Whether an entry is long or short, retype it exactly.

* * *

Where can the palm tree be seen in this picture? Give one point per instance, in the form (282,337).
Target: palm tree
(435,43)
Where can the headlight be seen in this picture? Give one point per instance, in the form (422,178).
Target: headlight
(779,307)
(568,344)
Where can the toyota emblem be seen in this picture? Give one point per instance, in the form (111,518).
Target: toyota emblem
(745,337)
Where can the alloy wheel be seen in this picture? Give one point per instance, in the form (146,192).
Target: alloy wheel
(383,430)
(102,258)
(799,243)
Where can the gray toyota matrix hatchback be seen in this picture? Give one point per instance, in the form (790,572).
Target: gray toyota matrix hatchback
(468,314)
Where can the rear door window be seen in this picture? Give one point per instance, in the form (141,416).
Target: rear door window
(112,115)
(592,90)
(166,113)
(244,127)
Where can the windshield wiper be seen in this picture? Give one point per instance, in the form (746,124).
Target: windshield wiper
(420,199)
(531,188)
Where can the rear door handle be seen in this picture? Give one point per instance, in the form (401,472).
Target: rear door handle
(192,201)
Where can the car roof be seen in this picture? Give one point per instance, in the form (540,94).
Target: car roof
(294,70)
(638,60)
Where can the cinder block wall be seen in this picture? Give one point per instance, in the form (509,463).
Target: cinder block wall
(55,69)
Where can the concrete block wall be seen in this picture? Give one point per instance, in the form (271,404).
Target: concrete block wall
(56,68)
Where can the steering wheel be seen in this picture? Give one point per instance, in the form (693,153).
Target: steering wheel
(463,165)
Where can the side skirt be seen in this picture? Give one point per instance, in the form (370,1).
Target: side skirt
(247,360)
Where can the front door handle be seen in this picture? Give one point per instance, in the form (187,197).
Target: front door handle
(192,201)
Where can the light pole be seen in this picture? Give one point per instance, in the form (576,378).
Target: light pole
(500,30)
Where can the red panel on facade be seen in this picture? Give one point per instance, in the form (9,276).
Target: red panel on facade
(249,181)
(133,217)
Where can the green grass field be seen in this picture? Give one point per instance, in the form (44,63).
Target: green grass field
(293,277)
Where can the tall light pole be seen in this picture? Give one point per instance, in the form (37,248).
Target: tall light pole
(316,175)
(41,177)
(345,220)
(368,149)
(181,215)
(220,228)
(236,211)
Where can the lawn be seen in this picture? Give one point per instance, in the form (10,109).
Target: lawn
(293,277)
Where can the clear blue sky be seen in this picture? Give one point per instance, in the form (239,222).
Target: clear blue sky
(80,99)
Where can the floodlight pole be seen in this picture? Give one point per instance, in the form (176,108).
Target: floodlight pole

* * *

» RESPONSE AREA
Where can the palm tree be seen in this picture? Give one point per instance, in the form (282,337).
Target: palm tree
(435,43)
Where can the headlight be seen in this picture? Give one point per instance, in the form (422,178).
Target: headlight
(779,307)
(568,344)
Where can the toyota emblem be seen in this picture? Give one point per instance, in the form (111,518).
Target: toyota emblem
(745,337)
Where can the alloy wheel be seen in this picture? Give one point per instance, in the form (146,192).
Target: alloy wheel
(383,430)
(102,258)
(799,243)
Where can the gray toyota matrix hatchback be seen in this picture? Give one point per instance, in the form (790,572).
Target: gray toyota matrix hatchback
(468,314)
Where can the rear door window be seen in this picture? Give one point per instance, in the form (141,416).
Target: rear door window
(112,115)
(592,90)
(166,113)
(244,127)
Where can the windshield wiper be seen in this picture? Give one point per instance, in the form (746,124).
Target: windshield wiper
(420,199)
(531,188)
Where can the rear door handle be seen in this picture? Give one point per instance, in the form (401,472).
Target: rear door handle
(192,201)
Where can the car roof be seen in this picture? Give one point per instance, in the form (540,94).
Target: car roof
(294,70)
(638,60)
Where can the cinder block wall be seen in this picture? Give one point per instance, in the form (509,463).
Target: cinder block wall
(55,69)
Where can the concrete block wall be seen in this picture? Give one point per instance, in the form (271,404).
Target: concrete block wall
(56,68)
Where can the steering wheel be seen in this picture? Give one point per instance, in the form (693,153).
Target: steering wheel
(463,165)
Where can the side skirt be seen in this picture? Give one point per instance, in the form (370,1).
Target: side skirt
(247,360)
Where can the front door handle be seen in this picture? Give one point per instance, in the form (187,197).
Target: front door handle
(192,201)
Where can the light pole be seen in this picture? Give one point per instance, in the form (576,378).
Target: light pole
(500,30)
Where can the red panel on facade be seen in this picture? Give one point per instance, in the form (9,276).
Target: red panel on facade
(249,181)
(133,217)
Where can the green grass field be seen in this picture? Give one point per instance, in the form (44,63).
Target: green grass field
(293,277)
Where can the tall light pole be seen in this picture? Give one point per instance, in the form (37,248).
Target: tall light pole
(316,175)
(41,177)
(345,220)
(368,149)
(181,215)
(220,228)
(236,211)
Where can the lawn be seen in this picture? Give one point per instance, in the form (10,109).
Target: lawn
(293,277)
Where can the clear blue sky be seen in this picture? Give one point per instance, in the form (239,222).
Target: clear blue sky
(80,99)
Where can the floodlight pole be seen in this picture? Give one point per instance, in the form (176,108).
Target: floodlight pole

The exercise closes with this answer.